## Your objective
Recast all the lines of the items below as a Markdown table with the columns Row and Line. Leave out blank lines.
======== Supplied material
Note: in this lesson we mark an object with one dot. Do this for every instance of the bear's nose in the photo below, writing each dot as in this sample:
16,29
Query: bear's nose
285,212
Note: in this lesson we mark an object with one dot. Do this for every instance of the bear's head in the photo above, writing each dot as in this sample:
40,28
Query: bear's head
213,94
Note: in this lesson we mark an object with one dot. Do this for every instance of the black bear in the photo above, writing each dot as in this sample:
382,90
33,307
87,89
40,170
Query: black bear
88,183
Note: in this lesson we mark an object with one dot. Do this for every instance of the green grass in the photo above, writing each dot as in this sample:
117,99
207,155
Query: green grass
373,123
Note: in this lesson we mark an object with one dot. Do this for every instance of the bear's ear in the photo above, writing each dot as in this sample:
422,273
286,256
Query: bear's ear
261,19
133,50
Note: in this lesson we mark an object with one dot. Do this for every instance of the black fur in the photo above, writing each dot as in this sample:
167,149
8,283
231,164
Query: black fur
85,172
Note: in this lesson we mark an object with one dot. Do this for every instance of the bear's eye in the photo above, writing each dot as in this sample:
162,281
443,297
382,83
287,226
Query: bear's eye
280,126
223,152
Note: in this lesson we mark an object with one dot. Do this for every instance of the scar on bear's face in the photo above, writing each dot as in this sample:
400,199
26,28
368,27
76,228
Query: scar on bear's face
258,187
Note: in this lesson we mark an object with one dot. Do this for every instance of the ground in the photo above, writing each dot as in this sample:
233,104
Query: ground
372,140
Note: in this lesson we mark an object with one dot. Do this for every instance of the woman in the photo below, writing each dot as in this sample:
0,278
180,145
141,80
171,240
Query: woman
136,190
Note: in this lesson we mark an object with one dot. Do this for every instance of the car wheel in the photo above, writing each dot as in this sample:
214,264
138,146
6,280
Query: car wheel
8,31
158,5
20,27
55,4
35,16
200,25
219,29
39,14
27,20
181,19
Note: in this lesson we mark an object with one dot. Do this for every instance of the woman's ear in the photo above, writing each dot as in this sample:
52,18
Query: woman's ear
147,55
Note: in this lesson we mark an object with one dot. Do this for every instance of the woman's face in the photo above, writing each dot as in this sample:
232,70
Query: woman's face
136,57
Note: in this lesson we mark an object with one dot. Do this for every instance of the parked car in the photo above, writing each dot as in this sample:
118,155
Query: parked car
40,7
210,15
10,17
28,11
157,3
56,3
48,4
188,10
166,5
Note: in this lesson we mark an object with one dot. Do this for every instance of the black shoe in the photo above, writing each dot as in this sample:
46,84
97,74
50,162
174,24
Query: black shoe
================
## Reply
| Row | Line |
|---|---|
| 1 | Note: in this lesson we mark an object with one dot. Do this for every instance of the bear's nose in the photo below, writing each dot as in this sample: |
| 2 | 16,29 |
| 3 | Query: bear's nose |
| 4 | 285,212 |
| 5 | Note: in this lesson we mark an object with one dot. Do this for every instance of the bear's head in the photo above, writing each dot as in this sample: |
| 6 | 40,28 |
| 7 | Query: bear's head |
| 8 | 213,94 |
| 9 | Note: in this lesson we mark an object with one dot. Do this for every instance of the black bear in the photo above, writing each dot as in this sample: |
| 10 | 382,90 |
| 11 | 33,307 |
| 12 | 87,89 |
| 13 | 40,170 |
| 14 | Query: black bear |
| 15 | 88,183 |
| 16 | Note: in this lesson we mark an object with one dot. Do this for every instance of the green grass in the photo above, writing each dot as in this sample: |
| 17 | 117,99 |
| 18 | 207,155 |
| 19 | Query: green grass |
| 20 | 373,123 |
| 21 | Note: in this lesson we mark an object with one dot. Do this for every instance of the bear's ear in the photo above, writing each dot as in this sample: |
| 22 | 422,273 |
| 23 | 286,256 |
| 24 | Query: bear's ear |
| 25 | 261,19 |
| 26 | 133,50 |
| 27 | Note: in this lesson we mark an object with one dot. Do this for every instance of the black fur in the photo above, writing each dot as in this sample: |
| 28 | 167,149 |
| 29 | 8,283 |
| 30 | 231,164 |
| 31 | Query: black fur |
| 32 | 85,172 |
| 33 | Note: in this lesson we mark an object with one dot. Do this for every instance of the bear's eye in the photo above, writing each dot as in this sample: |
| 34 | 162,281 |
| 35 | 443,297 |
| 36 | 382,83 |
| 37 | 287,226 |
| 38 | Query: bear's eye |
| 39 | 280,126 |
| 40 | 223,152 |
| 41 | Note: in this lesson we mark an object with one dot. Do this for every instance of the scar on bear's face in the photo above, writing each dot as in this sample: |
| 42 | 400,199 |
| 43 | 26,28 |
| 44 | 368,27 |
| 45 | 76,228 |
| 46 | Query: scar on bear's face |
| 47 | 258,187 |
| 48 | Note: in this lesson we mark an object with one dot. Do this for every instance of the ground in the photo above, writing each dot as in this sample: |
| 49 | 233,104 |
| 50 | Query: ground |
| 51 | 372,140 |
| 52 | Note: in this lesson we mark an object with one dot. Do this for every instance of the woman in the photo below, writing each dot as in this sample: |
| 53 | 0,278 |
| 54 | 180,145 |
| 55 | 141,80 |
| 56 | 171,240 |
| 57 | Query: woman |
| 58 | 136,190 |
| 59 | Note: in this lesson we mark an object with one dot. Do this for every instance of the car wheel in the photo above, writing each dot as in this sample: |
| 60 | 214,264 |
| 61 | 138,146 |
| 62 | 6,280 |
| 63 | Query: car wheel |
| 64 | 8,31 |
| 65 | 158,5 |
| 66 | 20,27 |
| 67 | 55,4 |
| 68 | 35,16 |
| 69 | 200,25 |
| 70 | 219,29 |
| 71 | 39,14 |
| 72 | 27,20 |
| 73 | 181,19 |
| 74 | Note: in this lesson we mark an object with one dot. Do this for every instance of the woman's ear in the photo above, writing each dot as in this sample: |
| 75 | 52,18 |
| 76 | Query: woman's ear |
| 77 | 147,55 |
| 78 | Note: in this lesson we mark an object with one dot. Do this for every instance of the woman's face in the photo above, writing each dot as in this sample: |
| 79 | 232,70 |
| 80 | Query: woman's face |
| 81 | 136,57 |
| 82 | Note: in this lesson we mark an object with one dot. Do this for every instance of the parked car in the photo above, writing each dot as in this sample: |
| 83 | 118,155 |
| 84 | Query: parked car |
| 85 | 40,7 |
| 86 | 210,15 |
| 87 | 10,17 |
| 88 | 28,11 |
| 89 | 157,3 |
| 90 | 56,3 |
| 91 | 48,4 |
| 92 | 188,10 |
| 93 | 166,5 |
| 94 | Note: in this lesson we mark an object with one dot. Do this for every instance of the black shoe in the photo above, writing each dot as in this sample: |
| 95 | 46,84 |
| 96 | 97,74 |
| 97 | 50,162 |
| 98 | 174,24 |
| 99 | Query: black shoe |